- _SELECTED TEXT_:
Fifteen research assistants helped with the following five-step information extracting procedure.

  1. 1.

    Workload division. The dataset is equally divided into seven proportions. Each proportion is assigned to a group with two research assistants.

  2. 2.

    Preliminary coding. Each group first codes 30 random records in their assignments. The two members in the group discuss and reach a consensus on any dispute in their coding.

  3. 3.

    Coding. For each group, the two members independently code the data. Their codings are regularly reviewed by bulks of 200–300 records (the workload of one or two days).

  4. 4.

    Consistency check. Upon any dispute in the bulk encodings, a coder from another group is asked to solve the inconsistency. The solutions are fed back to the initial coders to solve the inconsistency.

  5. 5.

    Coding unification. Finally, the phrasing and formats of all data fields are reviewed. Any coding mistakes are corrected, and subtle differences in phrasings are unified.

Data Records

The line-list data are available at the figshare repository4. They are also simultaneously updated in our GitHub repository5. The data consist of 28 fields in 6 groups. Data fields and their content formats are shown in Table 1. The field names are self-explanatory. When a data field is not reported, an “NA” is filled. Dates are coded in format mm/dd/yyyy. The possible values of some data fields are elaborated as follows.

  • Occupation. There are 154 different occupations mentioned in the original reports. The original phrases in the public disclosures are retained.

  • Place_Departure. If a case has no travel history, this field is labeled “local.”

  • Arrival_Date. Arrival date is the last known travel date of the case. Local health commissions trace the travel history of cases with their own standards. Some arrival dates can be earlier than one month before the public disclosure date.

  • Place_and_Event. Reported activities that could potentially expose the patient in a high-risk environment. Data contents include the place and/or event of the activities. The most probable event is selected when multiple events are present.

  • Venue. The coded venue for potential exposure activities. If the public disclosure from local health authorities mentioned the place of potential exposure explicitly, they are categorized into “Social place,” “Family,” “Workplace,” “Public transportation,” “School,” and “Hospital.” Otherwise, if “Indoor,” “Outdoor,” and “Public place” were mentioned, we record the venues as is.

  • With_Whom. Possible values include “Classmates”, “Colleagues”, “Confirmed cases”, “Suspected cases”, “Family members”, “Fellow passengers”, “Friends”, “Returnee from XX” “Returnee from other place”, “XX personnel”, and “non-local personnel”, where XX is the name of a place.

  • Contact_ID_Relationship. Types of relationships include “Husband”, “Wife”, “Son”, “Daughter”, “Mother”, “Father”, “Sister”, “Brother”, “Uncle”, “Aunt”, “Nephew”, “Niece”, “Grandmother”, “Grandfather”, “Grandson”, “Granddaughter”, “Son-in-law”, “Father-in-law”, “Mother-in-Law”, “Daughter-in-Law”, “Relative”, “Girlfriend”, “Boyfriend”, “Neighbour”, “Colleague”, “Other contact”.

- _EXERCISE SET_:
A: Answer these questions from the dataset description:
(i) How many data fields are there, and in how many groups?
(ii) In what format are dates coded?
(iii) What label goes in the Place_Departure field when a case has no travel history?
B: Resume the dataset description after its last sentence and keep writing in the same style.
The data that follow come from a different source than the dataset description.

- _RECORDED INFORMATION_:
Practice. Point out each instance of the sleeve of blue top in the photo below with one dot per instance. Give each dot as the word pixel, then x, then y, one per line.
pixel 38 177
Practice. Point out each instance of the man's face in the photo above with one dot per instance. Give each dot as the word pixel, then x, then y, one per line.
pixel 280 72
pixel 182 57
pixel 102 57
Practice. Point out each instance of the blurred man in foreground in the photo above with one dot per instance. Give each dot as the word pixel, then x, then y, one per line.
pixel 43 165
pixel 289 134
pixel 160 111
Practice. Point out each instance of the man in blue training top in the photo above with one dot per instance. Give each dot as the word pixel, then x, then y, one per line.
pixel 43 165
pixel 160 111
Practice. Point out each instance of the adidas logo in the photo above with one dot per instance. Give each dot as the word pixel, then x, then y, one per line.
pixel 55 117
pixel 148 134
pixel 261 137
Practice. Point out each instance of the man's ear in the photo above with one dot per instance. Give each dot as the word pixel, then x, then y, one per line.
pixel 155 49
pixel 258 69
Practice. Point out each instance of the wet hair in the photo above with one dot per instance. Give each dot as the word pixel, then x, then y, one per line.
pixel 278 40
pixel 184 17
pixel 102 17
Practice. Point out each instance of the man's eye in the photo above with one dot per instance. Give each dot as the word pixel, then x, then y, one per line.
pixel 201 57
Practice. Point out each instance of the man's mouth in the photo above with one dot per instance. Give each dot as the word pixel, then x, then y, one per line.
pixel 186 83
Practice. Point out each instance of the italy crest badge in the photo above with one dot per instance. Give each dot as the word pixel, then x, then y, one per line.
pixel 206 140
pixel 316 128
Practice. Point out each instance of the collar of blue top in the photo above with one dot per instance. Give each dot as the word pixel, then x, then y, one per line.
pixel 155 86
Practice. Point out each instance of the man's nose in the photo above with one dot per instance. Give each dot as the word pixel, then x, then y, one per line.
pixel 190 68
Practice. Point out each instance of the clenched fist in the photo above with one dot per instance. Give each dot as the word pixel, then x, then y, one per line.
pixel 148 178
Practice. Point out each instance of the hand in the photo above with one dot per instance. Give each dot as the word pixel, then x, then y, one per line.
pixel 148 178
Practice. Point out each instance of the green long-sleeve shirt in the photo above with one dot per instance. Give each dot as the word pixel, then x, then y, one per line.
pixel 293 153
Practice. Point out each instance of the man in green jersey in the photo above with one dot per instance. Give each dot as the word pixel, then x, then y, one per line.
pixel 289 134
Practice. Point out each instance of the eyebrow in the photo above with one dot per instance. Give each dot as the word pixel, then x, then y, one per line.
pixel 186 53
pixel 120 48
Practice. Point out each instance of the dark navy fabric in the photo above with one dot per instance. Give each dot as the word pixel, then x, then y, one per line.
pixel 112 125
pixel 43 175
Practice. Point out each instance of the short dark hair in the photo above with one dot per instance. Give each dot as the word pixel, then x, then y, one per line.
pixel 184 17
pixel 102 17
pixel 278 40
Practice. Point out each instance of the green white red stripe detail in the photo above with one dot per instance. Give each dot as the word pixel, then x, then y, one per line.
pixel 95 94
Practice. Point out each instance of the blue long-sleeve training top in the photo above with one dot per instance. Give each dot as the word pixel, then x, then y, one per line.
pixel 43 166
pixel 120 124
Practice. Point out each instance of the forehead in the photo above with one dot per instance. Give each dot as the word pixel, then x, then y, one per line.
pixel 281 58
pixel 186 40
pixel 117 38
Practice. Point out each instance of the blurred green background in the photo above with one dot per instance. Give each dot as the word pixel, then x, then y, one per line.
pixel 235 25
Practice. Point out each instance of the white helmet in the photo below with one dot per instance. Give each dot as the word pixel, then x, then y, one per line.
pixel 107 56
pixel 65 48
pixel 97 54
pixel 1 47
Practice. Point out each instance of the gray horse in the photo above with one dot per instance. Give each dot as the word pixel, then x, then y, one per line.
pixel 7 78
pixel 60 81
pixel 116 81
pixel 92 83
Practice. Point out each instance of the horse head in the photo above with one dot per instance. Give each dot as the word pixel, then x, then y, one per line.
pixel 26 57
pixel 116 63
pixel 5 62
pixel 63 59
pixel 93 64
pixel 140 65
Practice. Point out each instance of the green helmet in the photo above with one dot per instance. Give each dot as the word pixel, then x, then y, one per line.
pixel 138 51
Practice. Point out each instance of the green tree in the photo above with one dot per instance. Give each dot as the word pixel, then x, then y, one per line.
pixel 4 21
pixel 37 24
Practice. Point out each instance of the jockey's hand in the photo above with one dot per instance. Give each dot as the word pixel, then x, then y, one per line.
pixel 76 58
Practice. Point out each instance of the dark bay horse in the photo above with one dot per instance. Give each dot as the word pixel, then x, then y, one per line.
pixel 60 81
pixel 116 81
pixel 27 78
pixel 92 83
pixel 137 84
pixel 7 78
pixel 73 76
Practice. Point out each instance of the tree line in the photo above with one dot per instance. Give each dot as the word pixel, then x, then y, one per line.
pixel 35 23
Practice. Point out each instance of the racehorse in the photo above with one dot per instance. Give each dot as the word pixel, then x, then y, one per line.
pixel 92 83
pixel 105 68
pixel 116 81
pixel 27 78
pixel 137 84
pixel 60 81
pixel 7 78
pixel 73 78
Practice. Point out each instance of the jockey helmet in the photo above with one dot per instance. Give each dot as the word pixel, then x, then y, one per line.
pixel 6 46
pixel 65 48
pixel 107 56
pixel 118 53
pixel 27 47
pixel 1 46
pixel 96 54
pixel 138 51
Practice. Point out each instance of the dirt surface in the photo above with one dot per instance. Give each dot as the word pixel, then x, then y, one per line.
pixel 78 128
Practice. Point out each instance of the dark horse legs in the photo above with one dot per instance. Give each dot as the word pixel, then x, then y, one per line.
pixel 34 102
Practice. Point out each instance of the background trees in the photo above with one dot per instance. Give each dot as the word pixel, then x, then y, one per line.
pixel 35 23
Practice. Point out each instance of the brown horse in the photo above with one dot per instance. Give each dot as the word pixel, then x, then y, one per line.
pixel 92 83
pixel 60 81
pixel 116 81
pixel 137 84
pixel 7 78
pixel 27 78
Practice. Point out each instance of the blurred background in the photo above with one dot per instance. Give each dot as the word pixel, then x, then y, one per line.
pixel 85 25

- _ANSWERS BY ITEM NUMBER_:
A:
(i) 28 fields in 6 groups
(ii) mm/dd/yyyy
(iii) "local"

B:
  • Method_Discovery. Depending on the orders of epidemiological events in the individual cases’ timeline, cases are grouped into self-discovery, passive discovery, and quarantine discovery. For self-discovery cases, their symptom onset date, hospitalization date, and confirmation date are chronological; for passive discovery cases, their dates of confirmation are prior or the same to hospitalization date and quarantine date; for quarantine discovery cases, their quarantine date should be prior or the same to confirmation date.

  • Symptom. The phrasings of symptoms are rather diverse in the original reports, with a total of about 90 different phrases. We further classify these phrases into 16 categories, including asymptomatic and the symptom, sign, and diagnoses related to the somatosensory, respiratory, digestive, nerve, and circulatory systems. Eventually, only 10 categories appear in the data. Note that for cases reported asymptomatic, they may or may not show symptoms eventually.

  • Original_Text_EN. The English version of the original case disclosures is translated using Google translate services.

Table 1 Data fields and their content formats.

Technical Validation

Completeness of cases with detailed information

The Chinese health authorities report daily increases and accumulated numbers of COVID-19 infections. Best efforts were made to ensure that the number of cases collected each day can add to the reported cases. As of November 20, 2020, 12667 cases are recorded in our dataset, accounting for 71.1% of the 17814 total infections. The reasons for missing cases in each province/prefecture are summarized and reported in the dataset4.

Statistical inspection of data fields

Here we plot the statistics of several essential data fields for visual inspection of data correctness. Figure 1(a) shows the age and gender distributions of the 12667 reported cases. The cases are concentrated in the mid-aged population, and that male infections are more than female infections. Figure 1(b) shows the numbers of symptom onset, hospitalization, infection confirmation, and public disclosure each day. Noticeable delays can be observed between symptom onset, hospitalization, and infection confirmation. The number of publicly reported cases surpassed that of confirmed cases at the end of January. Most of the cases reported but with no infection confirmation date were hospitalized with a suspected infection. Figure 2 shows the mobility traces of reported cases. Their departure, transit, and destination cities are linked with gradient color lines. Provinces are colored according to the numbers of cases collected in our dataset.

Fig. 1
figure1

Statistical validation of several data fields. (a) The age and gender distributions of the cases. (b) The cumulative numbers of symptom onset, hospitalisation, infection confirmation, and public disclosure between January 10 and November 20.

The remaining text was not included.